REQUIRED ACTION 1 =>
In the Nanostim pacemaker report, rewrite everything from "St. Jude put" down to "battery for Nanostim.", replacing "implantations" with "implants".
REQUIRED ACTION 2 =>
Name every company or organization that the Nanostim pacemaker report mentions by name.

═══ SOURCE TEXT ═══

A study of the Nanostim leadless pacemaker made by Abbott’s St. Jude Medical subsidiary pinpoints the cause of a battery depletion issue
A study of the Nanostim leadless pacemaker Abbott acquired this year when it bought St. Jude Medical, presented last week at the annual Heart Rhythm Society conference, found that a battery depletion problem was due to the lithium ion cells being too dry.
St. Jude put a hold on Nanostim implantations last October, after receiving 7 reports of lost telemetry and pacing output. There were no reports of patient injuries associated with the malfunctions. Barclays analysts said at the time that St. Jude was pursuing a software fix to detect any increase in the rate of battery problems, and may be in talks with a battery manufacturer to develop a different battery for Nanostim.

═══ PROVIDED DATA ═══

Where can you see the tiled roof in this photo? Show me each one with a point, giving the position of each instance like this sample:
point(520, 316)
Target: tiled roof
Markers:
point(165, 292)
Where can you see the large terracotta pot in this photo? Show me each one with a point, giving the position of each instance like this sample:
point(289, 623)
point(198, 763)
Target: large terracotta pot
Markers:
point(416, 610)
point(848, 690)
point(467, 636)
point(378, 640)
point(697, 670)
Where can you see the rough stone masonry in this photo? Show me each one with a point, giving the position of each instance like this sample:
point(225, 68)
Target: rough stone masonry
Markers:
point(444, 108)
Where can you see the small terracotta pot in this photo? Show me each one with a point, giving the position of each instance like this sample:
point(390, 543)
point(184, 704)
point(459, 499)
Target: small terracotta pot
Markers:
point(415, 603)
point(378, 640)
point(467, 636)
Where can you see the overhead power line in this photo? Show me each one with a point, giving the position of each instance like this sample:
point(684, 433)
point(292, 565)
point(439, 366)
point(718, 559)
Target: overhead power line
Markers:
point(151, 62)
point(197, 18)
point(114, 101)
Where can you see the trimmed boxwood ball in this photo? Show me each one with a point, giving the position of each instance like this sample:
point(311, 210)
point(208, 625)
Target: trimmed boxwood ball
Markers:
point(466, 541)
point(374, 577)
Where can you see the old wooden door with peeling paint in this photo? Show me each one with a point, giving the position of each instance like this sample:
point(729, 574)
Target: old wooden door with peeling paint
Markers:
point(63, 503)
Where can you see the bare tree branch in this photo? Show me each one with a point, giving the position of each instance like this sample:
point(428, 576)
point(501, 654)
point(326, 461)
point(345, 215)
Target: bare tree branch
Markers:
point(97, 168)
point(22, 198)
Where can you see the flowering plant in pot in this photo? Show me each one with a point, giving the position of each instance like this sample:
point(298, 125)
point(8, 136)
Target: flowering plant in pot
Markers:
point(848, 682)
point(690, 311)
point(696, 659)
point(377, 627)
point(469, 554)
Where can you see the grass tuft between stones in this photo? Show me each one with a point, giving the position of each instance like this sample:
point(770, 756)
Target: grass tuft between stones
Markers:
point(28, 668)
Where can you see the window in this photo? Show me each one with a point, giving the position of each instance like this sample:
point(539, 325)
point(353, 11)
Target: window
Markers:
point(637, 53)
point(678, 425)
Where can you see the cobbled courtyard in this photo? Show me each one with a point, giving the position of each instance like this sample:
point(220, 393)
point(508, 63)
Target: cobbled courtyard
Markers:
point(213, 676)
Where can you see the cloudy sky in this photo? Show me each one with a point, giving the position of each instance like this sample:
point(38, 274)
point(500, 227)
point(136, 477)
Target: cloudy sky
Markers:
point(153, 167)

═══
═══ PROVIDED DATA ═══

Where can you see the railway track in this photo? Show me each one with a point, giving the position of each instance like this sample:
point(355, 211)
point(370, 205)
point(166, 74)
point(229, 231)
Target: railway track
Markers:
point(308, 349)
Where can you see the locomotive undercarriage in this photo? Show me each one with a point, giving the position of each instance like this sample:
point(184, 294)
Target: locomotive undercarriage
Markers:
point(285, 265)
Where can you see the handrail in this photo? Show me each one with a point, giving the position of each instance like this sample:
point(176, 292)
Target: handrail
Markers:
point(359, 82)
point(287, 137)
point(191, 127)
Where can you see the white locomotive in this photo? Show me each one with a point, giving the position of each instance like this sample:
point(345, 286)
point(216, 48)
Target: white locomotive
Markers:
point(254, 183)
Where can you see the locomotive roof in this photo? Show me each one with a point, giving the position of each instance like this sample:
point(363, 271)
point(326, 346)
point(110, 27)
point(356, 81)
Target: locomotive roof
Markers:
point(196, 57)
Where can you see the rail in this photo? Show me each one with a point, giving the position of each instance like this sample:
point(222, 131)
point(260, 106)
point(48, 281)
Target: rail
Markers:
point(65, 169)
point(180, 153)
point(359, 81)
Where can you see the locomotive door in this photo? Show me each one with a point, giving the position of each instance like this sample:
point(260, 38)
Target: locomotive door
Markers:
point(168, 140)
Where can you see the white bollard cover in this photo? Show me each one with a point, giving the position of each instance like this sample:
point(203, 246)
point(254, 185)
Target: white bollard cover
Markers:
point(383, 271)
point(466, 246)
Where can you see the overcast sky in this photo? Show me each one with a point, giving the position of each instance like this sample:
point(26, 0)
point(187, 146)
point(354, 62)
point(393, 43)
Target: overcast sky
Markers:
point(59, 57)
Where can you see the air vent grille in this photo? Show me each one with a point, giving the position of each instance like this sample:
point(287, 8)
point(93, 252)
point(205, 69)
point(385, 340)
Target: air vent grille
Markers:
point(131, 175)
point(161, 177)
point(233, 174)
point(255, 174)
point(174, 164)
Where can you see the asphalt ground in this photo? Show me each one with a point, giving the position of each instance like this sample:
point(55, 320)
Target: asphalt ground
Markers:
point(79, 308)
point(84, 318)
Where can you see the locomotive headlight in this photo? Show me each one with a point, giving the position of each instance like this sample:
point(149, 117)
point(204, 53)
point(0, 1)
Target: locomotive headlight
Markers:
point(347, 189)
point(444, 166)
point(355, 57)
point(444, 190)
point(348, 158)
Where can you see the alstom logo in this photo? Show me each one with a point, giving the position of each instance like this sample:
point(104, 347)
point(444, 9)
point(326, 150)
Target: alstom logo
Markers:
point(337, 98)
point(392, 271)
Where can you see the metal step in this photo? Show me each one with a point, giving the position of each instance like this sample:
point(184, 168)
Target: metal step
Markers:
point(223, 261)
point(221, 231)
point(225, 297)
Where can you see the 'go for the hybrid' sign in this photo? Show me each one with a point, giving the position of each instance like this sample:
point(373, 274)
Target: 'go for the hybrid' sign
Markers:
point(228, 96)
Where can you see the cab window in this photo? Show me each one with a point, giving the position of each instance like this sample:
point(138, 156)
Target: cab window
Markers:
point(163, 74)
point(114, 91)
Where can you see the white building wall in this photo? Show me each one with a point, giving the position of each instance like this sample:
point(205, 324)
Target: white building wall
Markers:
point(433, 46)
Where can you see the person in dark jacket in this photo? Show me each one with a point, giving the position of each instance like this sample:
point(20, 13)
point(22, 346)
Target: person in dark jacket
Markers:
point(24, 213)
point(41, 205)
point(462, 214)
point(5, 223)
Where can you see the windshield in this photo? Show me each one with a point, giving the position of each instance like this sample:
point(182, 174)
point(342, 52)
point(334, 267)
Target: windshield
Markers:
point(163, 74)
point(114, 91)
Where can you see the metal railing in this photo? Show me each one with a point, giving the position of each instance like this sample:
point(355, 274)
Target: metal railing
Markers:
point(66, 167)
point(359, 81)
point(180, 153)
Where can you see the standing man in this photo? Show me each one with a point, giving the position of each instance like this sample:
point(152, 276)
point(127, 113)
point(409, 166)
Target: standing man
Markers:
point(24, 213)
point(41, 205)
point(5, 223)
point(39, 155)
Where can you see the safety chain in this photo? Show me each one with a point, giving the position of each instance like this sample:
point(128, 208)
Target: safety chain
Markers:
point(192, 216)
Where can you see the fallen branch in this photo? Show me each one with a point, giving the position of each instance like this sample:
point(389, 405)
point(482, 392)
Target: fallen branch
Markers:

═══

FINAL ANSWER 1 =>
St. Jude put a hold on Nanostim implants last October, after receiving 7 reports of lost telemetry and pacing output. There were no reports of patient injuries associated with the malfunctions. Barclays analysts said at the time that St. Jude was pursuing a software fix to detect any increase in the rate of battery problems, and may be in talks with a battery manufacturer to develop a different battery for Nanostim.

FINAL ANSWER 2 =>
- Abbott
- St. Jude Medical (also called St. Jude)
- Heart Rhythm Society
- Barclays